I never knew sacrifices could cast spells, or else Seimei is really powerful, or he's actually a fighter...
And how did Ritsuka end up in a coma? What was the article about?
I can't wait 'til the next chapter, this is one awesome story!! <3 <3 <3
kawaii hime-sama
2009-07-20 . chapter 4
Uh-oh... Is Yuiko in trouble...?
I'm so glad that Ritsuka found Soubi!! Yay!!
I'm looking forward to the next chapter! <3 <3 <3
MicheleKuchiki
2009-07-05 . chapter 3
Please continue! I'm loving it! Poor Ritsuka.
animeangel088
2009-07-04 . chapter 3
good chapter! Write more soon! Poor Ritsuka getting hurt and his own brother allowed it to happen.
kawaii hime-sama
2009-04-13 . chapter 2
so sweet!! ritsuka was so cute in this chapter, like the little child he really is!!

i found some mistakes: "yukata" - 'yokatta' (a yukata is a piece of clothing, yokatta means thank goodness)
"his feeble atempt" - 'his feeble attempt'
"pritty hard" - 'pretty hard'
"a small hand plced on his" - 'a small hand placed on his'
"I cant stand to see you cry" - 'I can't stand to see you cry'
"He had'nt had those" - 'He hadn't had those'
"im sure you'll find" - 'I'm sure you'll find'
"his small arms rapping" - 'his small arms wrapping'
"smolong down at his master" - 'smiling down at his master'
"he mimmicked the action" - 'he mimicked the action'
"his tounge" "the duo's toungues" - 'his tongue' 'the duo's tongues'
"thent his sacrifice" - 'than his sacrifice'

i'm so sorry that i picked through your brilliant story, but these are just minor little things!

● **PROVIDED DATA**:
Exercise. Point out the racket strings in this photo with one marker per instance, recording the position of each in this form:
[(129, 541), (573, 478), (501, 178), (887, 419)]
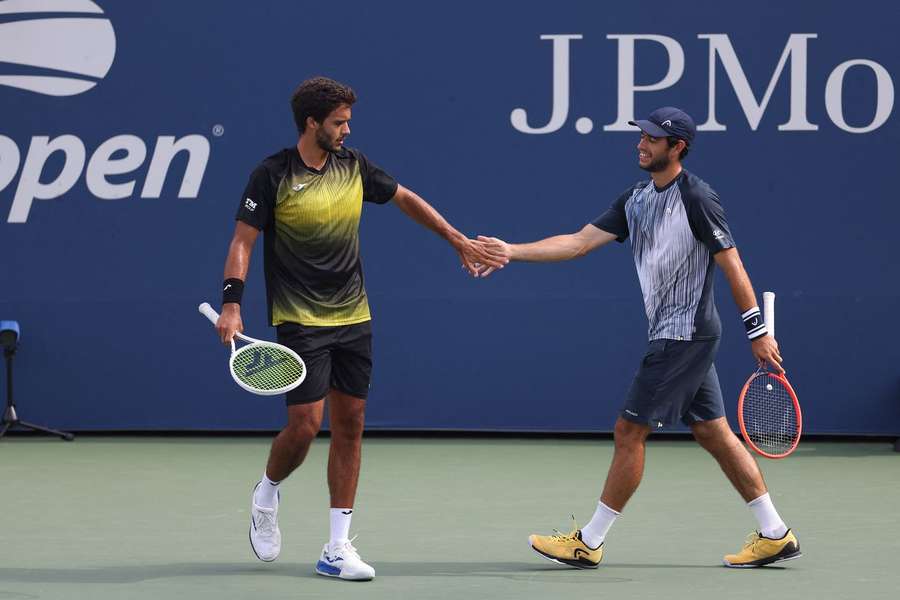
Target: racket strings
[(265, 367), (770, 417)]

● **GIVEN EXERCISE**:
Copy out the reader comments word for word, in full. You won't need the data.

● **SOLUTION BELOW**:
I never knew sacrifices could cast spells, or else Seimei is really powerful, or he's actually a fighter...
And how did Ritsuka end up in a coma? What was the article about?
I can't wait 'til the next chapter, this is one awesome story!! <3 <3 <3
kawaii hime-sama
2009-07-20 . chapter 4
Uh-oh... Is Yuiko in trouble...?
I'm so glad that Ritsuka found Soubi!! Yay!!
I'm looking forward to the next chapter! <3 <3 <3
MicheleKuchiki
2009-07-05 . chapter 3
Please continue! I'm loving it! Poor Ritsuka.
animeangel088
2009-07-04 . chapter 3
good chapter! Write more soon! Poor Ritsuka getting hurt and his own brother allowed it to happen.
kawaii hime-sama
2009-04-13 . chapter 2
so sweet!! ritsuka was so cute in this chapter, like the little child he really is!!

i found some mistakes: "yukata" - 'yokatta' (a yukata is a piece of clothing, yokatta means thank goodness)
"his feeble atempt" - 'his feeble attempt'
"pritty hard" - 'pretty hard'
"a small hand plced on his" - 'a small hand placed on his'
"I cant stand to see you cry" - 'I can't stand to see you cry'
"He had'nt had those" - 'He hadn't had those'
"im sure you'll find" - 'I'm sure you'll find'
"his small arms rapping" - 'his small arms wrapping'
"smolong down at his master" - 'smiling down at his master'
"he mimmicked the action" - 'he mimicked the action'
"his tounge" "the duo's toungues" - 'his tongue' 'the duo's tongues'
"thent his sacrifice" - 'than his sacrifice'

i'm so sorry that i picked through your brilliant story, but these are just minor little things!